● **Task details**: Retype the lines of the records below verbatim, covering every record from start to finish.

Point placement records:
• • • • •

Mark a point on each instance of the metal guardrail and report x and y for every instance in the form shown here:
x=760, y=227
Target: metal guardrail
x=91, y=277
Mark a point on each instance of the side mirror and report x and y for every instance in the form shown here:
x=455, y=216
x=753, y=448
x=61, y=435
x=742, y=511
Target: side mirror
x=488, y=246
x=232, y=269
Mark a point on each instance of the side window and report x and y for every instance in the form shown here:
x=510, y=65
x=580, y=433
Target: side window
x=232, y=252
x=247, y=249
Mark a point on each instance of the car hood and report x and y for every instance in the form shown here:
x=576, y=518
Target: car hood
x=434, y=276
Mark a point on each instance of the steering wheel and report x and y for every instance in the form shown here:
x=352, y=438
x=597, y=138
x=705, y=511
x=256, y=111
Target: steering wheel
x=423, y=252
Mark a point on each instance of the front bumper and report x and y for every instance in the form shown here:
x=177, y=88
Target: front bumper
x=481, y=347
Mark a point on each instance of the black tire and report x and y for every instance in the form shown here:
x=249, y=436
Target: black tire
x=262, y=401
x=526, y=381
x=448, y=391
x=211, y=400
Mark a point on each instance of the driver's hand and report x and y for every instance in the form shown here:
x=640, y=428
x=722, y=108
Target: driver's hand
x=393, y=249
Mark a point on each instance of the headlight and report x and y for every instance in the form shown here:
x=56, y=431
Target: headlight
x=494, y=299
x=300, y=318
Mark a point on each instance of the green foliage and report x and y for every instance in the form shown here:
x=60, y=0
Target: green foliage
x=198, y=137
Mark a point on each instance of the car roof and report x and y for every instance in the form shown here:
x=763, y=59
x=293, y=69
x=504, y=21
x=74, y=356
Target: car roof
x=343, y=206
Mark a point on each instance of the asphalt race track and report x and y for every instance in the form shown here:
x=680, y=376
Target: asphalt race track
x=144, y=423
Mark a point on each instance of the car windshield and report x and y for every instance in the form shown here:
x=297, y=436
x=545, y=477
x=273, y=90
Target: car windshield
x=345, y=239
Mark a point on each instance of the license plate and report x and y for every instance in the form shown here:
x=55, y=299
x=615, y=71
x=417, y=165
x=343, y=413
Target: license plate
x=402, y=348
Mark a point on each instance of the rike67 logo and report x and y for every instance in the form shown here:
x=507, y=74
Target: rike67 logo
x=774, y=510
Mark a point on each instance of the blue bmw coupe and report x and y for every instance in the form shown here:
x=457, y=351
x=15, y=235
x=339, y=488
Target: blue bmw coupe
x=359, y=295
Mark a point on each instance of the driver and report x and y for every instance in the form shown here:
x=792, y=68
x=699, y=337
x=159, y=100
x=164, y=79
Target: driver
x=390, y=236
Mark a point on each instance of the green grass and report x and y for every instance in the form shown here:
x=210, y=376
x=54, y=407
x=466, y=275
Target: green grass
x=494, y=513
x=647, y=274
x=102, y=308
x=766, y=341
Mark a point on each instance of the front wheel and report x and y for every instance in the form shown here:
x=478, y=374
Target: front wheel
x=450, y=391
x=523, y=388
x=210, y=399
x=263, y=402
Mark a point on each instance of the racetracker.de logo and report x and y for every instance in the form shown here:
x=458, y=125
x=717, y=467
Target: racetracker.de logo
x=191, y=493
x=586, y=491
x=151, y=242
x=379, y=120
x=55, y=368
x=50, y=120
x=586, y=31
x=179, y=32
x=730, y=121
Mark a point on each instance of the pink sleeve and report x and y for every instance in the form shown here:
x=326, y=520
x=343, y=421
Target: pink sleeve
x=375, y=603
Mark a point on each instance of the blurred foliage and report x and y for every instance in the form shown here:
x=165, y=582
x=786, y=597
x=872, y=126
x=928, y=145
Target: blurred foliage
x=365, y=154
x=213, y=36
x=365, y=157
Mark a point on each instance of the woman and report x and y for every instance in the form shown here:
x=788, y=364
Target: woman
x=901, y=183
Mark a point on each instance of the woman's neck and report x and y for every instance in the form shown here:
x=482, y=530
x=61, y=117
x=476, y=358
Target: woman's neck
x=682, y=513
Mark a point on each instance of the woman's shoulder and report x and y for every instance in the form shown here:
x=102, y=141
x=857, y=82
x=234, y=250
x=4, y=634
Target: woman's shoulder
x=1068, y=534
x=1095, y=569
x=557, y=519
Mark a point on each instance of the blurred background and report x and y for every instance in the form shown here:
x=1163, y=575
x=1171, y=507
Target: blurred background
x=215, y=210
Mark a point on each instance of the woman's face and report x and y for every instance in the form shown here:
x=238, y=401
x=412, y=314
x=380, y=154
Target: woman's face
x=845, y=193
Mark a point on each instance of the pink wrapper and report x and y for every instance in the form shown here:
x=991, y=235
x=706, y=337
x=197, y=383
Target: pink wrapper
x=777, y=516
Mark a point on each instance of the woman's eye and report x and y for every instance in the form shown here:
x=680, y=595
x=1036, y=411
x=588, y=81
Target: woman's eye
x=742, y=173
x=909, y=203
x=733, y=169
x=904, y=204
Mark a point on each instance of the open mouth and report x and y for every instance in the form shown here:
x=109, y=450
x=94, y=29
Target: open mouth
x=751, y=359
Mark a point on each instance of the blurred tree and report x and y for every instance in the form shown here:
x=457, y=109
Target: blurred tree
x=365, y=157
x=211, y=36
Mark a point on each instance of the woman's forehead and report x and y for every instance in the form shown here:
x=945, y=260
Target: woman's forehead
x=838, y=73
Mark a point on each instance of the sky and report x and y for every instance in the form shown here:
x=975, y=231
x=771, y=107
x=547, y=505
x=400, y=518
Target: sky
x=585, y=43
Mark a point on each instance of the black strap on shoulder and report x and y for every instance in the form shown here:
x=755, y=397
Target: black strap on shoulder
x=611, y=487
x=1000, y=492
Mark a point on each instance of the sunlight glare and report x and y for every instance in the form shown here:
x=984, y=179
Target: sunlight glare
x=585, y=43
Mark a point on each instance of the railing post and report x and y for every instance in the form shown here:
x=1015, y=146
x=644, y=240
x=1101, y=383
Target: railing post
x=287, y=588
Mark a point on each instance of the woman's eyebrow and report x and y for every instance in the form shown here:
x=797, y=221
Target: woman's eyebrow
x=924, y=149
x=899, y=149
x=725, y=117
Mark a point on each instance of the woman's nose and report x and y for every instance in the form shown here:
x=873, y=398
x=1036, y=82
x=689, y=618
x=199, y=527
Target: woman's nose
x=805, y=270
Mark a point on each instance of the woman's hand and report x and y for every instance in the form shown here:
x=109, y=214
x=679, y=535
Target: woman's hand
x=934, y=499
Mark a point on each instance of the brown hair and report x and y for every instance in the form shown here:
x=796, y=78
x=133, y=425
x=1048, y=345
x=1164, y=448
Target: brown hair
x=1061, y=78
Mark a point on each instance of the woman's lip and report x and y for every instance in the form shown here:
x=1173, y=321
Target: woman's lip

• • • • •

● **Task solution**:
Mark a point on each instance of the metal guardrail and report x and y for every instance in the form shown here:
x=760, y=227
Target: metal guardrail
x=91, y=277
Mark a point on each instance of the side mirror and report x and y for every instance in the form shown here:
x=455, y=216
x=753, y=448
x=61, y=435
x=742, y=511
Target: side mirror
x=488, y=246
x=232, y=269
Mark a point on each instance of the side window and report x and y for every instance in the form shown here:
x=510, y=65
x=580, y=433
Target: side window
x=232, y=252
x=247, y=249
Mark a point on each instance of the car hood and report x and y for every instance in the form shown here:
x=576, y=518
Target: car hood
x=434, y=276
Mark a point on each instance of the steering wheel and report x and y for every instance in the form shown here:
x=352, y=438
x=597, y=138
x=705, y=511
x=256, y=111
Target: steering wheel
x=423, y=252
Mark a point on each instance of the front bumper and report x and y for every instance in the form shown here:
x=177, y=88
Target: front bumper
x=481, y=347
Mark a point on each instance of the black tire and report x and y for every instance in the form shown here:
x=249, y=436
Target: black tire
x=262, y=401
x=526, y=381
x=448, y=391
x=211, y=400
Mark a point on each instance of the driver's hand and report x and y for every instance in the form shown here:
x=640, y=428
x=722, y=108
Target: driver's hand
x=393, y=249
Mark a point on each instance of the headlight and report x and y for every instance in the form shown here:
x=56, y=431
Target: headlight
x=494, y=299
x=300, y=318
Mark a point on each instance of the green foliage and report x and y for every instance in the form shown here:
x=60, y=0
Target: green foliage
x=198, y=137
Mark a point on each instance of the car roof and report x and y for every instance in the form shown here:
x=763, y=59
x=293, y=69
x=504, y=21
x=74, y=356
Target: car roof
x=343, y=206
Mark a point on each instance of the asphalt race track and report x and y for every instance in the form shown here:
x=680, y=376
Target: asphalt race track
x=144, y=423
Mark a point on each instance of the car windshield and report x and y for every instance in the form shown here:
x=297, y=436
x=545, y=477
x=273, y=90
Target: car windshield
x=345, y=239
Mark a point on each instance of the license plate and report x and y for every instance in the form shown here:
x=55, y=299
x=615, y=71
x=417, y=165
x=343, y=413
Target: license plate
x=402, y=348
Mark a point on each instance of the rike67 logo and report x and y for every instance in the form shown here:
x=507, y=74
Target: rike67 logo
x=774, y=510
Mark a point on each instance of the blue bmw coupe and report x and y for every instance in the form shown here:
x=457, y=351
x=15, y=235
x=339, y=488
Target: blue bmw coupe
x=359, y=295
Mark a point on each instance of the driver and report x and y for every instance in the form shown here:
x=792, y=68
x=699, y=337
x=159, y=100
x=164, y=79
Target: driver
x=390, y=236
Mark a point on each instance of the green grass and report x and y for every instance in the form shown here:
x=210, y=376
x=54, y=407
x=466, y=275
Target: green grass
x=494, y=513
x=647, y=274
x=102, y=308
x=766, y=341
Mark a point on each instance of the front wheel and report x and y for every instance in the form shown here:
x=478, y=374
Target: front wheel
x=450, y=391
x=523, y=388
x=210, y=399
x=263, y=402
Mark a point on each instance of the racetracker.de logo and report x and y for every instance in the form shown here:
x=458, y=125
x=717, y=467
Target: racetracker.de logo
x=191, y=493
x=586, y=491
x=151, y=242
x=379, y=120
x=55, y=368
x=50, y=120
x=586, y=31
x=179, y=32
x=730, y=121
Mark a point on each instance of the pink sleeve and report x and y for every instance in the form shown here:
x=326, y=520
x=343, y=421
Target: pink sleeve
x=375, y=603
Mark a point on each instance of the blurred foliage and report x and y for every instance in the form shown here:
x=165, y=582
x=786, y=597
x=872, y=126
x=928, y=145
Target: blurred foliage
x=365, y=154
x=213, y=36
x=365, y=157
Mark a point on each instance of the woman and report x and y for every instance in the form shown here:
x=788, y=364
Target: woman
x=901, y=183
Mark a point on each instance of the woman's neck and report x and y for every instance in the form shown here:
x=482, y=530
x=61, y=117
x=476, y=358
Target: woman's neck
x=682, y=513
Mark a point on each instance of the woman's shoulder and report x and y for every instance in the form shown here:
x=102, y=141
x=857, y=82
x=234, y=250
x=4, y=634
Target: woman's shoulder
x=1068, y=534
x=1095, y=569
x=557, y=519
Mark a point on each instance of the blurred background and report x and y for every instance in the form shown here:
x=1163, y=575
x=1171, y=507
Target: blurred background
x=215, y=210
Mark a point on each instance of the woman's face and report x and y for every instance in the form shown here:
x=238, y=401
x=412, y=314
x=380, y=154
Target: woman's face
x=845, y=193
Mark a point on each instance of the pink wrapper and report x and y for every instance in the form shown here:
x=991, y=235
x=706, y=337
x=197, y=383
Target: pink wrapper
x=777, y=516
Mark a point on each instance of the woman's eye and report x and y for every instance in the form shown here:
x=680, y=595
x=1036, y=411
x=588, y=81
Target: woman's eye
x=742, y=173
x=909, y=203
x=733, y=169
x=904, y=204
Mark a point on each instance of the open mouth and report x and y for every instance in the form shown here:
x=109, y=450
x=94, y=29
Target: open mouth
x=751, y=359
Mark a point on each instance of the blurred tree and report x and y for every instance in the form shown here:
x=457, y=109
Target: blurred tree
x=365, y=157
x=211, y=36
Mark a point on each instance of the woman's forehead and report x and y for every instance in the form shown here:
x=945, y=260
Target: woman's forehead
x=838, y=73
Mark a point on each instance of the sky and report x and y for every instance in the form shown here:
x=975, y=231
x=771, y=107
x=547, y=505
x=400, y=518
Target: sky
x=585, y=43
Mark a point on each instance of the black strap on shoulder and report x and y for every instance in the form shown here:
x=755, y=397
Target: black strap on shoulder
x=611, y=487
x=1000, y=492
Mark a point on each instance of the sunlight glare and report x and y for every instance in the form shown here:
x=984, y=179
Target: sunlight glare
x=585, y=43
Mark a point on each instance of the railing post and report x and y for every instance in the form shown here:
x=1015, y=146
x=644, y=240
x=1101, y=383
Target: railing post
x=287, y=588
Mark a point on each instance of the woman's eyebrow and report x and y for every instance in the form shown here:
x=797, y=221
Target: woman's eyebrow
x=924, y=149
x=899, y=149
x=725, y=117
Mark a point on each instance of the woman's nose and report x and y for every instance in the form shown here:
x=873, y=398
x=1036, y=82
x=689, y=618
x=199, y=527
Target: woman's nose
x=805, y=270
Mark a point on each instance of the woman's hand and report x and y for every instance in the form shown here:
x=109, y=214
x=679, y=535
Target: woman's hand
x=934, y=499
Mark a point on each instance of the brown hair and report x and y for every instance in the form shown here:
x=796, y=78
x=133, y=425
x=1048, y=345
x=1164, y=448
Target: brown hair
x=1061, y=78
Mark a point on each instance of the woman's lip and report x and y for every instance in the form shown here:
x=1173, y=321
Target: woman's lip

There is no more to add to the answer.